» ENUNCIADO A: Você pode citar integralmente, sem alterar uma palavra, o texto sobre Derrick Rose e a vitória do Bulls na prorrogação?

» TRECHO:
__________________________________________________
Derrick Rose, o heroísmo e as boas e más notícias de Chicago
Giancarlo Giampietro
Se tem um velho recurso narrativo, usado pelo vovô, pela vovó, pelo padre e até pelo delegado, um recurso de que não abro mão, que, creio, jamais vai perder a graça, é a quela história da boa e da má notícia. Qual você quer primeiro?
Depois do jogaço transmitido pelo Sports+ na madrugada desta quarta-feira, com a edificante vitória do Bulls sobre o Golden State Warriors por 113 a 111, na prorrogação, essa pergunta funciona perfeitamente para os torcedores do Chicago – e, por isso, admiradores irredutíveis de Derrick Rose. O armador teve uma das atuações mais estranhas, malucas e polarizadoras da temporada.
Primeiro vamos com a boa? Tá, tudo bem: Rose marcou 30 pontos e marcou a cesta decisiva no tempo extra. A má: ele precisou de 33 arremessos para chegar a essa contagem, acertando apenas 13 desses chutes. Também cometeu 11 turnovers e deu apenas uma assistência. É ou não é uma linha estatística bizarra – e imaginem se fosse Russell Westbrook a praticá-la?
__________________________________________________
» ENUNCIADO B: Pode imprimir, linha por linha e sem nenhuma mudança, todos os registros que vêm abaixo?
__________________________________________________
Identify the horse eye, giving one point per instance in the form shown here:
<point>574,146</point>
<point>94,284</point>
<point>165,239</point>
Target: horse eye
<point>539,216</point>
__________________________________________________
» RESPOSTA ESCRITA A:
Derrick Rose, o heroísmo e as boas e más notícias de Chicago
Giancarlo Giampietro
Se tem um velho recurso narrativo, usado pelo vovô, pela vovó, pelo padre e até pelo delegado, um recurso de que não abro mão, que, creio, jamais vai perder a graça, é a quela história da boa e da má notícia. Qual você quer primeiro?
Depois do jogaço transmitido pelo Sports+ na madrugada desta quarta-feira, com a edificante vitória do Bulls sobre o Golden State Warriors por 113 a 111, na prorrogação, essa pergunta funciona perfeitamente para os torcedores do Chicago – e, por isso, admiradores irredutíveis de Derrick Rose. O armador teve uma das atuações mais estranhas, malucas e polarizadoras da temporada.
Primeiro vamos com a boa? Tá, tudo bem: Rose marcou 30 pontos e marcou a cesta decisiva no tempo extra. A má: ele precisou de 33 arremessos para chegar a essa contagem, acertando apenas 13 desses chutes. Também cometeu 11 turnovers e deu apenas uma assistência. É ou não é uma linha estatística bizarra – e imaginem se fosse Russell Westbrook a praticá-la?

» RESPOSTA ESCRITA B:
Identify the horse eye, giving one point per instance in the form shown here:
<point>574,146</point>
<point>94,284</point>
<point>165,239</point>
Target: horse eye
<point>539,216</point>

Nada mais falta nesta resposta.